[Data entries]
----

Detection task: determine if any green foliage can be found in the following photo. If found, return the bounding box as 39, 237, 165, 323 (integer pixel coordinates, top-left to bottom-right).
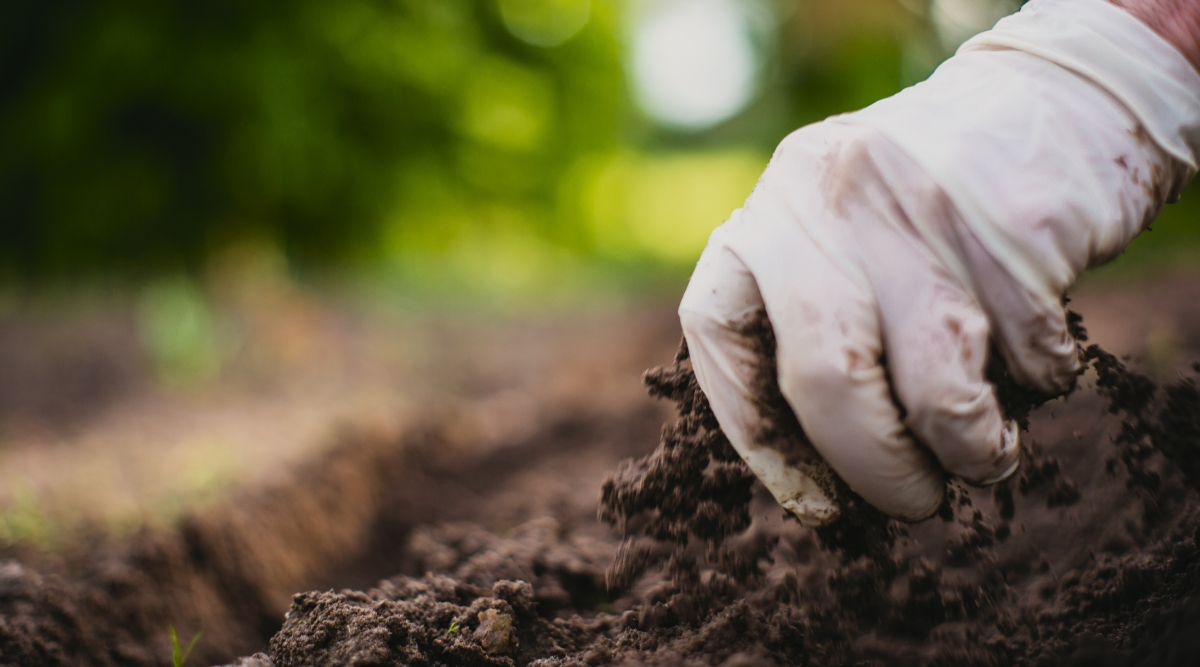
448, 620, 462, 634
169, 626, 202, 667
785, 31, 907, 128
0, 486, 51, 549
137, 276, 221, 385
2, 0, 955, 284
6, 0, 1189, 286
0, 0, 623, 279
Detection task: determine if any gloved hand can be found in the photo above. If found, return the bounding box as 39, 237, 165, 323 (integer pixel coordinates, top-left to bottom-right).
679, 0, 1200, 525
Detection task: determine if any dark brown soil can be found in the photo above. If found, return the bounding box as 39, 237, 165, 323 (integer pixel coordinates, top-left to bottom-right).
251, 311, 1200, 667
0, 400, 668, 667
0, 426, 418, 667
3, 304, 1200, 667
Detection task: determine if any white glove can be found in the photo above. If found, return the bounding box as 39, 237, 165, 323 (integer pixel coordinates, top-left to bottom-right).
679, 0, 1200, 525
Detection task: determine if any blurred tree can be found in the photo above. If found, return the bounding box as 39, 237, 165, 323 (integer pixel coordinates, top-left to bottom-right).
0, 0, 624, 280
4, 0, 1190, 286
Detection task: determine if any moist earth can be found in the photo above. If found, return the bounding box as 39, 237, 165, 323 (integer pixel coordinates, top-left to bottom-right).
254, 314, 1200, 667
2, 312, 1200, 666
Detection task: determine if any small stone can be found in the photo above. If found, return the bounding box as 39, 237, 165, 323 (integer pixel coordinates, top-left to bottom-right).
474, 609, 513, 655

----

Could you transcribe all of the data exactly, keeping every picture out of the copy?

Detection task: determine if any green foliage can be found in the following photo. If found, return the bounding box as 39, 237, 165, 323 (integer pixel coordinates, top-left to bottom-right).
448, 620, 462, 634
169, 626, 202, 667
785, 31, 907, 128
0, 486, 51, 549
137, 276, 221, 385
2, 0, 955, 284
6, 0, 1189, 286
0, 0, 623, 279
Detection task: determine if any gloved hand can be found in the photo above. If found, return the bounding box as 39, 237, 165, 323 (integer pixel coordinates, top-left to bottom-right).
679, 0, 1200, 525
Detection task: determine if any dark brown soil can be found in the photo above. If found, return the bounding box as 39, 237, 165, 323 (integer pixel coordinates, top-left to bottom-right).
251, 311, 1200, 667
0, 400, 668, 667
0, 426, 418, 667
3, 304, 1200, 667
Detection task: determine if any white glove can be found in the photo above. If found, return the bounding box as 39, 237, 165, 323 (integer pixel coordinates, top-left to bottom-right).
679, 0, 1200, 525
Detection task: determine if any blurred tree can be found in the photo above. If found, return the bounding box as 39, 237, 165, 323 (integer pixel coordinates, top-left to bottom-right).
0, 0, 624, 280
4, 0, 1190, 286
Detection task: determine if any moist earth can be found in the photo above. If found, return the bounding box as 39, 237, 165, 323 (integer pixel coordinates, top-left to bottom-right).
254, 314, 1200, 667
2, 312, 1200, 666
Detection task: determine if any small stone can be found in the photo above. If found, return the bounding box as 39, 237, 165, 323 (integer pixel coordinates, top-left to bottom-right).
474, 609, 513, 655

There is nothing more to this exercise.